[Direction]:
Please identify each line below that contains the word "metal" and copy those lines out. Case counts.

Image location labeling entries:
──────────

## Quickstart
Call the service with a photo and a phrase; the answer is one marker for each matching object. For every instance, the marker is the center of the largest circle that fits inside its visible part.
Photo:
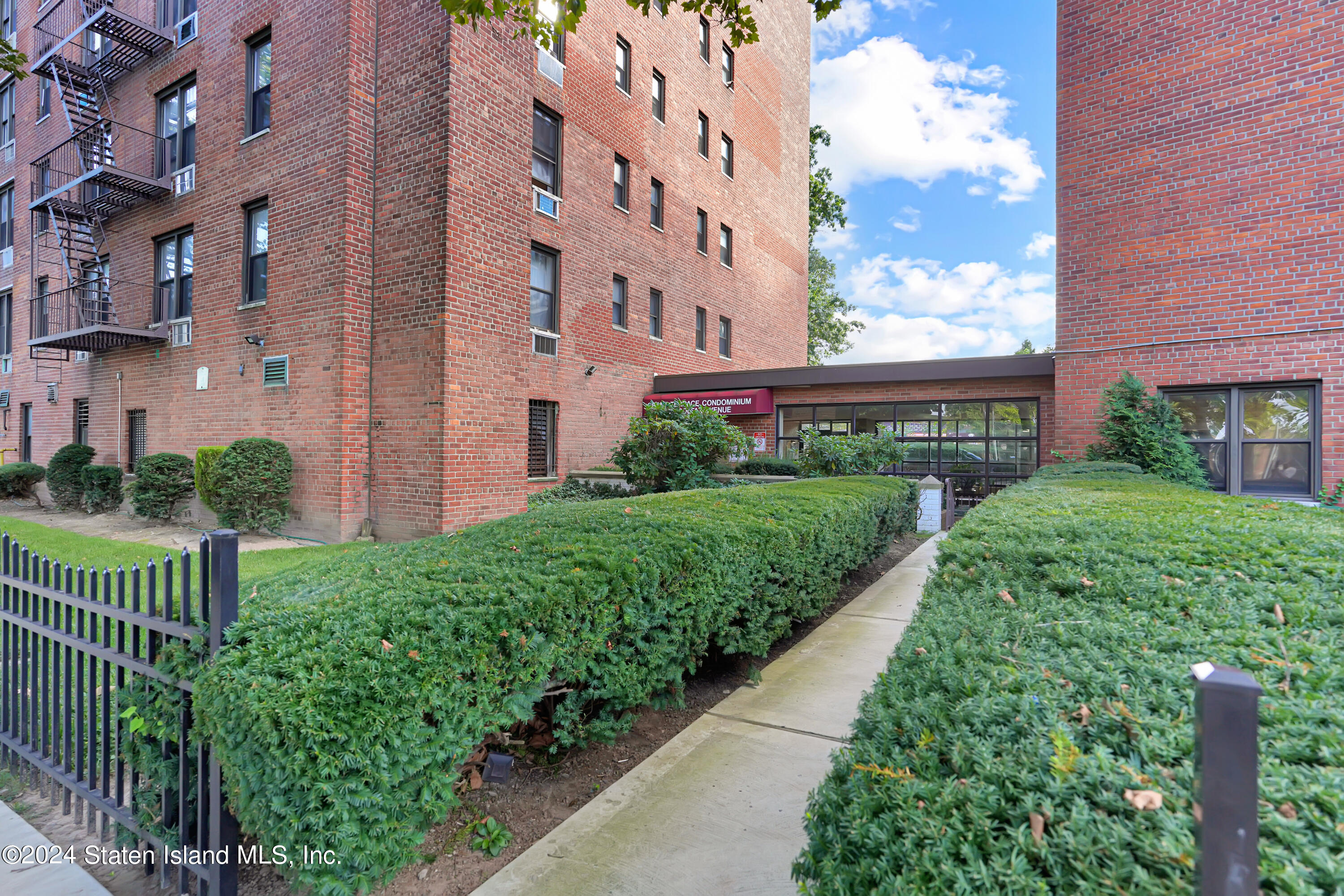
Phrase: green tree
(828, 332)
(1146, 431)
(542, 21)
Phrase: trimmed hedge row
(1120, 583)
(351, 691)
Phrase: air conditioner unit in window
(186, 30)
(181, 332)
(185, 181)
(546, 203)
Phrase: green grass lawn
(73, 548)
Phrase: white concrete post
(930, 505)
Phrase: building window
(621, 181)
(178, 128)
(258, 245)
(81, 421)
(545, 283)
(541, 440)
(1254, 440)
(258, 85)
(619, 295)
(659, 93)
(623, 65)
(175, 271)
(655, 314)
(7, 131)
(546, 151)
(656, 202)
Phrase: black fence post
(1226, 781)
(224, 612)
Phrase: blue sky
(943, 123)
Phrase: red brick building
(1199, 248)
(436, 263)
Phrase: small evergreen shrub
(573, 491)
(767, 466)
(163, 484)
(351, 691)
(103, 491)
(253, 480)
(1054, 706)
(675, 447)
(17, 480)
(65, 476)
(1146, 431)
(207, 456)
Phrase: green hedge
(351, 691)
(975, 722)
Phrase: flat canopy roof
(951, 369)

──────────

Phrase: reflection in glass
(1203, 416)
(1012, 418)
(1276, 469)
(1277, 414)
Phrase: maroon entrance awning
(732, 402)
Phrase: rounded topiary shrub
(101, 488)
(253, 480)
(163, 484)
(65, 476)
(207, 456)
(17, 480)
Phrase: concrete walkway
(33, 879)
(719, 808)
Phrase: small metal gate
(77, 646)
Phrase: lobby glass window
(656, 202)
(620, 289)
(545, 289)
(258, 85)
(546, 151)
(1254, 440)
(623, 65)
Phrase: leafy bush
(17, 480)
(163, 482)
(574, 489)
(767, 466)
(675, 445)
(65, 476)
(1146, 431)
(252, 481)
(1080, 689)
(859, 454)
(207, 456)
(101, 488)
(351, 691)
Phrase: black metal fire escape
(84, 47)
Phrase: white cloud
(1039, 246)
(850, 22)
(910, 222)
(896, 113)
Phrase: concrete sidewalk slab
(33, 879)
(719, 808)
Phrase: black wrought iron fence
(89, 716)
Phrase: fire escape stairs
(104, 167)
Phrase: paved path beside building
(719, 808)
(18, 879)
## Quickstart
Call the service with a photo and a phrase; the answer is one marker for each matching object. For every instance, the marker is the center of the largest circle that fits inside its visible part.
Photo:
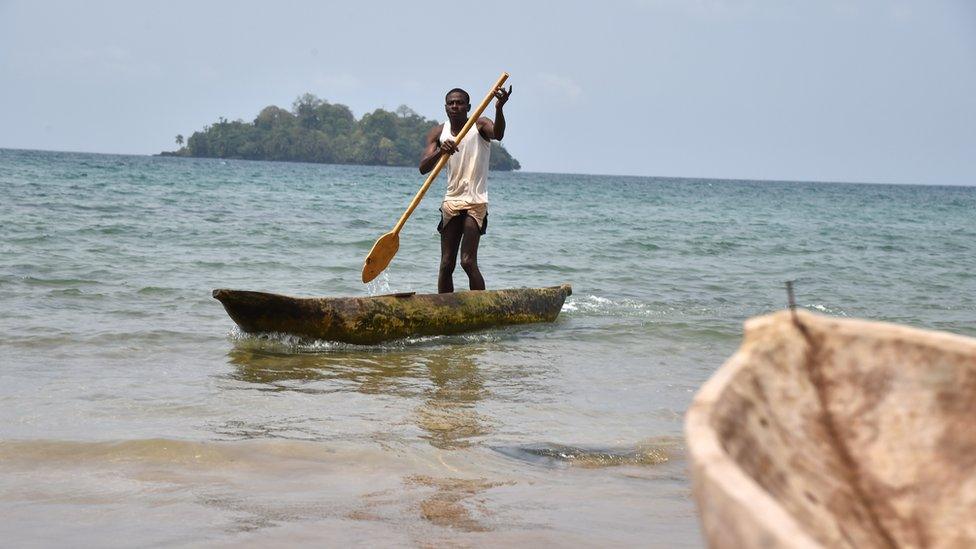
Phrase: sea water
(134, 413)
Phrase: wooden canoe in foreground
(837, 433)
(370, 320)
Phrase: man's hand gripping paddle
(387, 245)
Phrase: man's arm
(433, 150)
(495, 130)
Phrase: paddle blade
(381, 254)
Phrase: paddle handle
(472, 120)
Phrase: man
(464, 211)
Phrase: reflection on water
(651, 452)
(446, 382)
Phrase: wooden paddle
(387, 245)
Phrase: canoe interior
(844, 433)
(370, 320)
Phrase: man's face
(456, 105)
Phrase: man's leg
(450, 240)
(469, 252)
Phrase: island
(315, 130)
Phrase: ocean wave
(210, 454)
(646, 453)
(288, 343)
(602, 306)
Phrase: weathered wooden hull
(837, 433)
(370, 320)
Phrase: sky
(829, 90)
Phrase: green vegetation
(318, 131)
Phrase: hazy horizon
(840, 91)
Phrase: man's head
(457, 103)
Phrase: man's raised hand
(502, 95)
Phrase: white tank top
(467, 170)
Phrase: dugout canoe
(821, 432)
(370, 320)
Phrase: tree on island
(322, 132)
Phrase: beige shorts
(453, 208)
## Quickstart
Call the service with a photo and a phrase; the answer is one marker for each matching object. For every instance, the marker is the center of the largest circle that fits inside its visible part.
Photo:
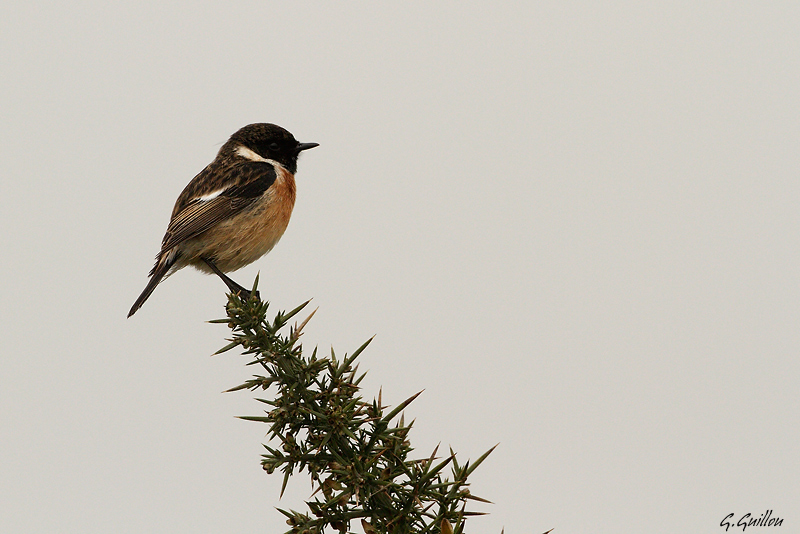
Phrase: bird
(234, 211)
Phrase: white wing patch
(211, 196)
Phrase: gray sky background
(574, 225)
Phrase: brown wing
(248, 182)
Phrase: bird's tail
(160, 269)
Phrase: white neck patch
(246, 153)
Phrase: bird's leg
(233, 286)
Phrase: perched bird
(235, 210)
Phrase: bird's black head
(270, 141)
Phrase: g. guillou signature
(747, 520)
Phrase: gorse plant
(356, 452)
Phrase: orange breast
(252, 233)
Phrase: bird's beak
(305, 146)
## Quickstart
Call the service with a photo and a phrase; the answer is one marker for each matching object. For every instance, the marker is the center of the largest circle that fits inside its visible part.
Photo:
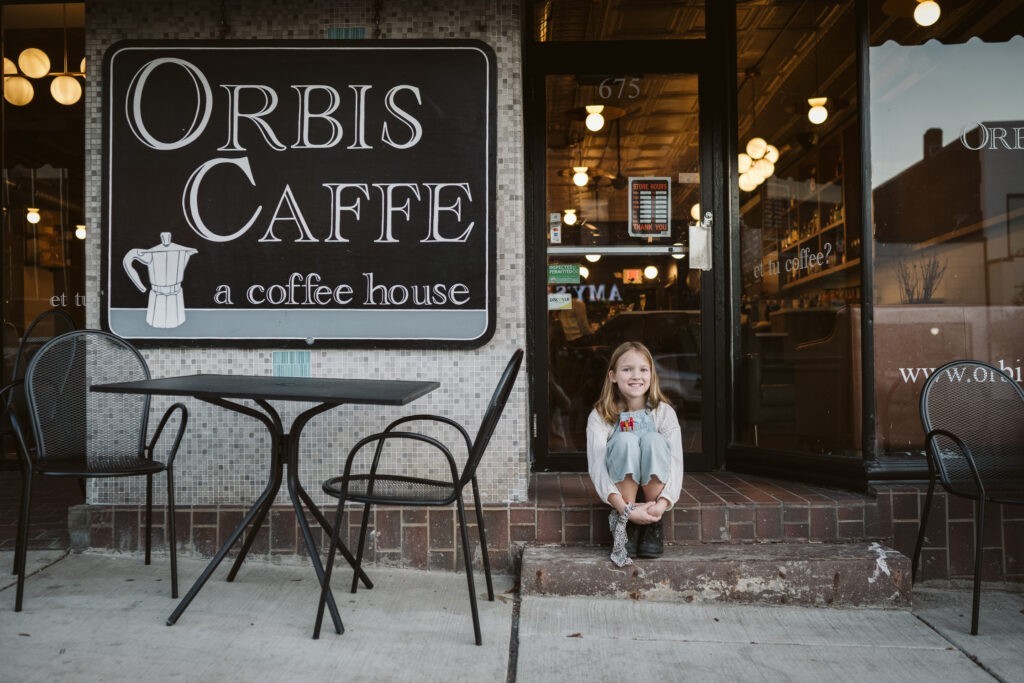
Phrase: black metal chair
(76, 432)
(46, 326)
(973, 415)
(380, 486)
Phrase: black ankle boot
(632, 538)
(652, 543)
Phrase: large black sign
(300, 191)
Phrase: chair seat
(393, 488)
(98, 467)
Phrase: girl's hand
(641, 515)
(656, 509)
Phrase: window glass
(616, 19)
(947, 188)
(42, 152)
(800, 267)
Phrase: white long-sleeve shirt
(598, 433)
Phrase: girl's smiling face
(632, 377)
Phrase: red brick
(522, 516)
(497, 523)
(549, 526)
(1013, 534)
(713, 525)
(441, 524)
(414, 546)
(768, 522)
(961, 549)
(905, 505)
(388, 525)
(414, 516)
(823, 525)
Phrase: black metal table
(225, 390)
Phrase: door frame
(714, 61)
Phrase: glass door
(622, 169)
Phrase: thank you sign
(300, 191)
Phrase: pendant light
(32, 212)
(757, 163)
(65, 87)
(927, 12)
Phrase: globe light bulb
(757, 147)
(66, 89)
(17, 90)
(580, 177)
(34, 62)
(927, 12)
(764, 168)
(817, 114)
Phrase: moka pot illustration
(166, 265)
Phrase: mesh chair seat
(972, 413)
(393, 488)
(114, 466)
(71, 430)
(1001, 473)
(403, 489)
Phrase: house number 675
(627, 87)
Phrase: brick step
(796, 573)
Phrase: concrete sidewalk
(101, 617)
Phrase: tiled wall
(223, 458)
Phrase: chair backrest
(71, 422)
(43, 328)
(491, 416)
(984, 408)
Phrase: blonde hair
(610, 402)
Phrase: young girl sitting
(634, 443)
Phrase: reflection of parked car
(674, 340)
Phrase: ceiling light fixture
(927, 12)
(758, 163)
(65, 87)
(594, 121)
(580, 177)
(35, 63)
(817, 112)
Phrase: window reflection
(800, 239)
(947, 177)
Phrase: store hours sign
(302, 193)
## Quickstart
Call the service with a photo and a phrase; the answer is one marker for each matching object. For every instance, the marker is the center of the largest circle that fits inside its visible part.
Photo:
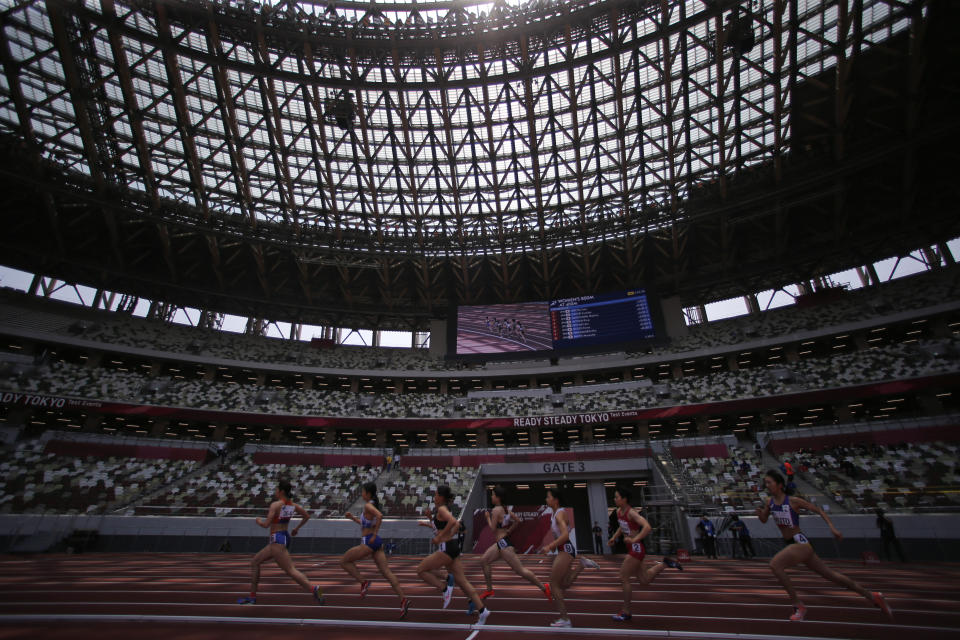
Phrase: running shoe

──────────

[Finished answer]:
Phrase: small metal gate
Phrase: black metal fire escape
Phrase: black metal chair
Phrase: black metal table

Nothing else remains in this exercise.